■ DESCRIPTION OF THE TASK
Go through the listing beneath and show each line containing the string "another".

■ EXERCISE MATERIAL
*** Block opens ***

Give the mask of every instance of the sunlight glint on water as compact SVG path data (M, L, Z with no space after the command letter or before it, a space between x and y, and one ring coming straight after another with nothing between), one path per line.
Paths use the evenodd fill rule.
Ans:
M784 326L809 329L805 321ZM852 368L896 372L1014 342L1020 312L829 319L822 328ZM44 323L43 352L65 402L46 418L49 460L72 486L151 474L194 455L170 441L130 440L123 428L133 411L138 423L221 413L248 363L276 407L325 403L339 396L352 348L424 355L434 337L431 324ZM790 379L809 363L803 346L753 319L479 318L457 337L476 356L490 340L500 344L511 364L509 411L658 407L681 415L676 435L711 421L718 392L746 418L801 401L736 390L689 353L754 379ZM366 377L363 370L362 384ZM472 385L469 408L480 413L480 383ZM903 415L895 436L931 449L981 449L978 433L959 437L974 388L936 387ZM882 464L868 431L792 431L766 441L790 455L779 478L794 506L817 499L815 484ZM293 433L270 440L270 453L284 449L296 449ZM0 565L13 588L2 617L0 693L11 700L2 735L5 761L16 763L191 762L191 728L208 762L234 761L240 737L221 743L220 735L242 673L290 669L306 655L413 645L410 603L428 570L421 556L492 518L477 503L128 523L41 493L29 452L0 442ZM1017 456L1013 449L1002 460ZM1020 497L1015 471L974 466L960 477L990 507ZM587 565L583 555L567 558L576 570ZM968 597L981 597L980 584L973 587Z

*** Block closes ***
*** Block opens ***

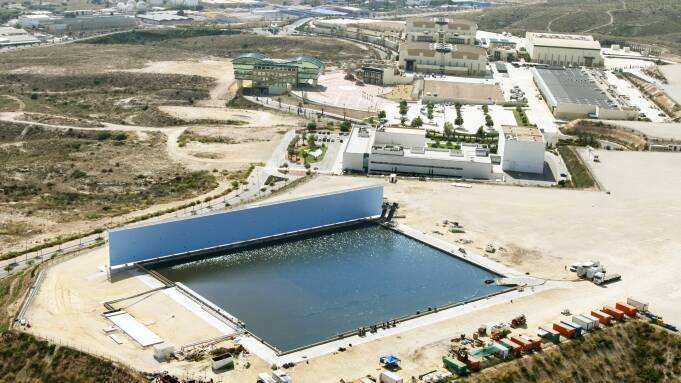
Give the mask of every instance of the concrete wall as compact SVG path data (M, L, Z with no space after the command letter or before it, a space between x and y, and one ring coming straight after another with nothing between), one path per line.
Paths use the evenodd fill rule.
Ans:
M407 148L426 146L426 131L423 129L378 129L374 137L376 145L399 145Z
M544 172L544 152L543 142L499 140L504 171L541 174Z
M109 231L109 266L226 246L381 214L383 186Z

*** Block closes ***
*** Block opens ***

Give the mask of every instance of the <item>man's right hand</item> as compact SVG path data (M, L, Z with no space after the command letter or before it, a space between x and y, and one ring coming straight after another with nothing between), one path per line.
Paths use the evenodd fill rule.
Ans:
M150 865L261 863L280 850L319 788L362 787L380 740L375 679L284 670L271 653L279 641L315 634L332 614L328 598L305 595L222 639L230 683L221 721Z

*** Block closes ***

■ RESPONSE TO THIS TASK
Give the mask of every instance of the sunlight glint on water as compact SVG path data (M, L, Z with no space after the command letter or before it, a space between x and y, and one ring coming straight after another with nothing between), one path per line.
Give the mask of every instance of the concrete wall as compact SVG path data (M, L, Z with no space after the command letter or before it, a space between x and y, and one ring coming straight after another with nothing between), one path per line.
Give the mask of every instance of the <item>man's right hand</item> as compact SVG path data (M, L, Z with no space after the command letter or before it, a space between x and y, and one ring coming straight after another with nothing between), one path per line.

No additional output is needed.